§ Problem a:
Return the lines of the listing from the line containing "sleeve, it would be much appreciated." through the line containing "MULTIPOLYGON (((429 246, 444", inclusive, reproducing them without any change.

§ Document text:
************

Re: What exactly is BTRFS Raid 10?

From: Goffredo Baroncelli <kreijack@libero.it>
To: George Shammas <btrfs@shamm.as>, linux-btrfs@vger.kernel.org
Subject: Re: What exactly is BTRFS Raid 10?
Date: Sat, 20 Aug 2022 13:28:09 +0200	[thread overview]
Message-ID: <aa81ac50-0f2f-73c0-5174-1709ec24b52c@libero.it> (raw)
In-Reply-To: <a3fc9d94-4539-429a-b10f-105aa1fd3cf3@www.fastmail.com>

On 19/08/2022 18.49, George Shammas wrote:
> Hello,
> 
>   I've been searching and reading docs for a few days now, and btrfs raid 10 is a mystery to me.
> 
> This is mostly a documentation question, as many places reference it but nothing actually describes it and the real question is how does it differ from btrfs raid1.
> 
> Both BTRFS Raid1 and Raid10
>   - Allows arbitrary number of drives (>=2), including odd numbers.
>   - Will write duplicate blocks across disks.

************

§ Available data:
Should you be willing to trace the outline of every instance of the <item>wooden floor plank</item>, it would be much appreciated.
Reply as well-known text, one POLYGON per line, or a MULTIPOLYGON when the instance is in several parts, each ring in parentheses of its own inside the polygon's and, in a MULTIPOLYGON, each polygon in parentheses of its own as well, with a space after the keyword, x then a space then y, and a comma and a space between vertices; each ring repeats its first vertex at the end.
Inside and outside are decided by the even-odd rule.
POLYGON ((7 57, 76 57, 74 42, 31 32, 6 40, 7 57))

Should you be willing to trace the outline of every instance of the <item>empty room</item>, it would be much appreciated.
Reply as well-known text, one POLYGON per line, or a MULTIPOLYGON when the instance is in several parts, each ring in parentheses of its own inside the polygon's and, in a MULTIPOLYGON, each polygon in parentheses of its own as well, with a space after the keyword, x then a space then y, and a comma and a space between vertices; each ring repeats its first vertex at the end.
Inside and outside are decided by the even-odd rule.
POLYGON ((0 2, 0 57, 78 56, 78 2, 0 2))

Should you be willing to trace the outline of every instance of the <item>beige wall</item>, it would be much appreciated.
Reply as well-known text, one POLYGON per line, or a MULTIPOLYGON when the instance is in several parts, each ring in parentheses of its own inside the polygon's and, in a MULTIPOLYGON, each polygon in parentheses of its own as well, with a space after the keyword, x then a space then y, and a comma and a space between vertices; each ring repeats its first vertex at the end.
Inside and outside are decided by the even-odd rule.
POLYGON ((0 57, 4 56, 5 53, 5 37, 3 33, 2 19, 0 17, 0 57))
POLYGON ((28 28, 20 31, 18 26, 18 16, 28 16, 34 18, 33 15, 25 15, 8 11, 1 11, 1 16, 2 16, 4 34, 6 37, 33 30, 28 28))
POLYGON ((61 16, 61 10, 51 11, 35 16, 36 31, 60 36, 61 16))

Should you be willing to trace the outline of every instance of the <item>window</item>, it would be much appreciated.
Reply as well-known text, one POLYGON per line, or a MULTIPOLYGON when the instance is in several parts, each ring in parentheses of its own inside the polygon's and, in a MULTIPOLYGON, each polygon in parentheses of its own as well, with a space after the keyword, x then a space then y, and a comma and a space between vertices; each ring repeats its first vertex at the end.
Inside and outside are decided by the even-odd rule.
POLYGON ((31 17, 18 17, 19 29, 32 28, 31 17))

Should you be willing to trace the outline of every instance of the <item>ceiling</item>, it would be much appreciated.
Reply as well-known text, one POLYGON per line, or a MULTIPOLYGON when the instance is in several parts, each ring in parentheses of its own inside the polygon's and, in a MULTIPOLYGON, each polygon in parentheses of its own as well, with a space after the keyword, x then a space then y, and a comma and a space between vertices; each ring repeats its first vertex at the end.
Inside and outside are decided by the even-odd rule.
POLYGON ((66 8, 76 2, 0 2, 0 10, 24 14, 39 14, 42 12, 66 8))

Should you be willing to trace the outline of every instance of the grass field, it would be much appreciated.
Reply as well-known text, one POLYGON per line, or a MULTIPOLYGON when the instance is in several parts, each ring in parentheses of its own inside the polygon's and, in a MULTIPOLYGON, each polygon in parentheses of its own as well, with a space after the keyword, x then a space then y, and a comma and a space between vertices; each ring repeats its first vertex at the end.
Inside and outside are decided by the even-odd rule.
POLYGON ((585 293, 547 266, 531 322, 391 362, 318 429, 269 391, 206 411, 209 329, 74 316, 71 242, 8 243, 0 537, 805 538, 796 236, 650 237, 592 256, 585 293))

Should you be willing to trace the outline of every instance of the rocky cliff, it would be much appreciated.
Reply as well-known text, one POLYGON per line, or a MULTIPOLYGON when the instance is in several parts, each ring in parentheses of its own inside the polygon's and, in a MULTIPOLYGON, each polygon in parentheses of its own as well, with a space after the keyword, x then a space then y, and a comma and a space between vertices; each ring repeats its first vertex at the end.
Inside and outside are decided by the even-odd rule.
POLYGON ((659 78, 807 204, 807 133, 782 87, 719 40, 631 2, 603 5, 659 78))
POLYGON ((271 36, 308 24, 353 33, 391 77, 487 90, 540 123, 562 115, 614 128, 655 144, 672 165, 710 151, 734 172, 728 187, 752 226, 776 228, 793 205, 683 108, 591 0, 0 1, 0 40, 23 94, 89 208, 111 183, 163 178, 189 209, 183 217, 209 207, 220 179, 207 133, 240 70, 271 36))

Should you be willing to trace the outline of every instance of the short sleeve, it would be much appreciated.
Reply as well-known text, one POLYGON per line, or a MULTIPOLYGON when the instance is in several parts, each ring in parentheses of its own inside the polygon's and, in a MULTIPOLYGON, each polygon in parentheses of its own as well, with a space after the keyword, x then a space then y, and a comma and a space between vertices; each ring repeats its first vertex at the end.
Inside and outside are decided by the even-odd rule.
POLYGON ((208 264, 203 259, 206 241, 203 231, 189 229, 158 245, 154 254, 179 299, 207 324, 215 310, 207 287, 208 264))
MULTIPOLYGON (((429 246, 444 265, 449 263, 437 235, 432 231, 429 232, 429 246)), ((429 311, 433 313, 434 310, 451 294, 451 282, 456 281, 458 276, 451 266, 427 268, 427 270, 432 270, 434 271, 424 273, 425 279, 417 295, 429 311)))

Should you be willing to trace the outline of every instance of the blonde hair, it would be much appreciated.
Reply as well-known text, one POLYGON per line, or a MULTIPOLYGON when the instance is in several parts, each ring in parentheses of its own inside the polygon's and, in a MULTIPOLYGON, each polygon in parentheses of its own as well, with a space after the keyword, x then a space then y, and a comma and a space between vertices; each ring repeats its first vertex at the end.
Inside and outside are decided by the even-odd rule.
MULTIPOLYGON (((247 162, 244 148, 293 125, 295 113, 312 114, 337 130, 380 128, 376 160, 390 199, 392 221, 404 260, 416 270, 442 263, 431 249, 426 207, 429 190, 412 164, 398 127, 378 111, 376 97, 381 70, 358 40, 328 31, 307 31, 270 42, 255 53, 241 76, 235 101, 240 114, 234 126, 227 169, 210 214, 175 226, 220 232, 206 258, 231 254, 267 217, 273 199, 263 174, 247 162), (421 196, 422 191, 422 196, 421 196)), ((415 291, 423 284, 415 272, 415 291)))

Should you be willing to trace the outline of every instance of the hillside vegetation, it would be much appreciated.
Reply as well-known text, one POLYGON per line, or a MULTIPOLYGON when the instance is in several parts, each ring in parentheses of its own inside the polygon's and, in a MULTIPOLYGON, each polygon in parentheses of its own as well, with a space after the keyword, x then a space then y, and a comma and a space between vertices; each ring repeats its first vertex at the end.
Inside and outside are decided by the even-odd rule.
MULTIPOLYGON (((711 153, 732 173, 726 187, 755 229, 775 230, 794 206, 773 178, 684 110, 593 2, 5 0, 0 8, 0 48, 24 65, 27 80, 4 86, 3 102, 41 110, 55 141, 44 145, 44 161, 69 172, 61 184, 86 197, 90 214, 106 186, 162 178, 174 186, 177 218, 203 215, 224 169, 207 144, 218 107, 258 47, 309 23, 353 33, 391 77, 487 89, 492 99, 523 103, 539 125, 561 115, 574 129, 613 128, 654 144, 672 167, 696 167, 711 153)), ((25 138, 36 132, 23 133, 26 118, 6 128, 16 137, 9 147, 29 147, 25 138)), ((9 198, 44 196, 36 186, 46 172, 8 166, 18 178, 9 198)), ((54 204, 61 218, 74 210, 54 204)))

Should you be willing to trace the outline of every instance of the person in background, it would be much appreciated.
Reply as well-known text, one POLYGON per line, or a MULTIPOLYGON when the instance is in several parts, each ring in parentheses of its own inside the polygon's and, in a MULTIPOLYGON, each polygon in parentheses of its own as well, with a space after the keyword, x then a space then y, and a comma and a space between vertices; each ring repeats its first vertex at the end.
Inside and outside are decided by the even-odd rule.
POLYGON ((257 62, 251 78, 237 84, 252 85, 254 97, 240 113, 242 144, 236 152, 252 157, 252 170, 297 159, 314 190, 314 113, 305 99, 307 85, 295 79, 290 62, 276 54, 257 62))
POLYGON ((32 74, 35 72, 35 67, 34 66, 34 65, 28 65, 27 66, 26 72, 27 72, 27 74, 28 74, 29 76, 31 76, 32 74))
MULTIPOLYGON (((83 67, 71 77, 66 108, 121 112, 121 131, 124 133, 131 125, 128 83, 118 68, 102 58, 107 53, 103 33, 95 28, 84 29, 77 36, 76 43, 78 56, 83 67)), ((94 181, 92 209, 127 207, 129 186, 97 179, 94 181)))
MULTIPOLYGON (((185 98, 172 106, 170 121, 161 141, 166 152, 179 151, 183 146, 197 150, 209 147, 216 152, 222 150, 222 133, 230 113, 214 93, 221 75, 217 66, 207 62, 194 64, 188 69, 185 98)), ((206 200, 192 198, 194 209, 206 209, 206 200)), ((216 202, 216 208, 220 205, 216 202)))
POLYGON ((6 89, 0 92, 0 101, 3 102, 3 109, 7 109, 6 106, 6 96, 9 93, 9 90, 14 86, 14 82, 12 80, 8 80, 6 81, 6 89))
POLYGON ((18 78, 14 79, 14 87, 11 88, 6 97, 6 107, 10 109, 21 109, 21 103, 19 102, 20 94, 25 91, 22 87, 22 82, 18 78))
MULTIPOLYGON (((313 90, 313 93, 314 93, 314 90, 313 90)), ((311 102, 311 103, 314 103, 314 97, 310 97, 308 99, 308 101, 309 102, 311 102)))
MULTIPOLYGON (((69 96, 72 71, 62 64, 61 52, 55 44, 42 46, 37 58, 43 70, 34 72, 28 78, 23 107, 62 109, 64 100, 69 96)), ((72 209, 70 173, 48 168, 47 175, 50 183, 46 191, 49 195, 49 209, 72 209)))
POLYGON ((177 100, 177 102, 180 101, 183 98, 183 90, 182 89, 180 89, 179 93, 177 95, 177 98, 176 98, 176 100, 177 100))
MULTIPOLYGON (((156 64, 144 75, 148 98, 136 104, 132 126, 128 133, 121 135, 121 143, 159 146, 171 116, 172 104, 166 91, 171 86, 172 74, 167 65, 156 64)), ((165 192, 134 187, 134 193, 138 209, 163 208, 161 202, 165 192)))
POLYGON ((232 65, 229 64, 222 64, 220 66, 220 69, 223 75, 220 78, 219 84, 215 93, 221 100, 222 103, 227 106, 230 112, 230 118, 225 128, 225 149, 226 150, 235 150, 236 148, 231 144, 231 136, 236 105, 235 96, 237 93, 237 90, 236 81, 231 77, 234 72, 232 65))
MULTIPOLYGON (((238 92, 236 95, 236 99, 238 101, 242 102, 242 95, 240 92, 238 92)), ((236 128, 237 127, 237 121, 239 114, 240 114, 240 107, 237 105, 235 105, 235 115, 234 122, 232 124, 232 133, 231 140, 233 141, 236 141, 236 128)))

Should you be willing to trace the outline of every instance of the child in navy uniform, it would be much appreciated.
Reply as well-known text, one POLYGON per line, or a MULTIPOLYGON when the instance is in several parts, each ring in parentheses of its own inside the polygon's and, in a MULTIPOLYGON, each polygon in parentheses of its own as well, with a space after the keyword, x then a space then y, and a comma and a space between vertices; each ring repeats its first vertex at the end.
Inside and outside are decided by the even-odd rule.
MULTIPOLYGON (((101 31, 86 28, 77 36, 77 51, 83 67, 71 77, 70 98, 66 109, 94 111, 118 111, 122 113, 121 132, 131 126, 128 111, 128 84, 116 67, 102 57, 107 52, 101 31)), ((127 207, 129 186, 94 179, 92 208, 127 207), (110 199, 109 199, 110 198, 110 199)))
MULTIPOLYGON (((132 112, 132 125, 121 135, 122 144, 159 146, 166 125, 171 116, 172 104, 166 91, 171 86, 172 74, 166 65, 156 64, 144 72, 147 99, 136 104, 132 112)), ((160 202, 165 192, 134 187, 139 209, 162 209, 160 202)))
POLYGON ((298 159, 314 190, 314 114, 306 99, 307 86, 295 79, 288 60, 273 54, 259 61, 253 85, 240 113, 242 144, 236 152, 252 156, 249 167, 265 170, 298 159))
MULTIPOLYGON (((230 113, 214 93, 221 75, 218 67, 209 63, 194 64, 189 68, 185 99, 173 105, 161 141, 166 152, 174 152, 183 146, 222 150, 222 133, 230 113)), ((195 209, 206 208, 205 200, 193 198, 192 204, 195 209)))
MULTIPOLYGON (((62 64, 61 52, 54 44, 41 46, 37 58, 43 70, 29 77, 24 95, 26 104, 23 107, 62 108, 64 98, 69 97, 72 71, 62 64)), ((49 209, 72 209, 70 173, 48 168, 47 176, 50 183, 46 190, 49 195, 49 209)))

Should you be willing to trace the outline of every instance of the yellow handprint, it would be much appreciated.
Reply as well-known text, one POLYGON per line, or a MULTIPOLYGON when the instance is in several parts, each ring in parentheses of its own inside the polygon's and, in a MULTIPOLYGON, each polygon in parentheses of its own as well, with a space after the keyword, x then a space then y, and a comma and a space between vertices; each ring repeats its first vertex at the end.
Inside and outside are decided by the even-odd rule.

************

§ Problem b:
According to the quoted message in the btrfs RAID 10 email, what number of drives do both BTRFS Raid1 and Raid10 allow?

§ Correct output a:
Should you be willing to trace the outline of every instance of the short sleeve, it would be much appreciated.
Reply as well-known text, one POLYGON per line, or a MULTIPOLYGON when the instance is in several parts, each ring in parentheses of its own inside the polygon's and, in a MULTIPOLYGON, each polygon in parentheses of its own as well, with a space after the keyword, x then a space then y, and a comma and a space between vertices; each ring repeats its first vertex at the end.
Inside and outside are decided by the even-odd rule.
POLYGON ((208 264, 203 259, 206 241, 203 231, 189 229, 158 245, 154 254, 179 299, 207 324, 215 310, 207 287, 208 264))
MULTIPOLYGON (((429 246, 444 265, 449 263, 437 235, 432 231, 429 232, 429 246)), ((429 311, 433 313, 434 310, 451 294, 451 282, 456 281, 458 276, 451 266, 427 268, 427 270, 432 270, 434 271, 424 273, 425 279, 417 295, 429 311)))

§ Correct output b:
An arbitrary number of drives (two or more), including odd numbers.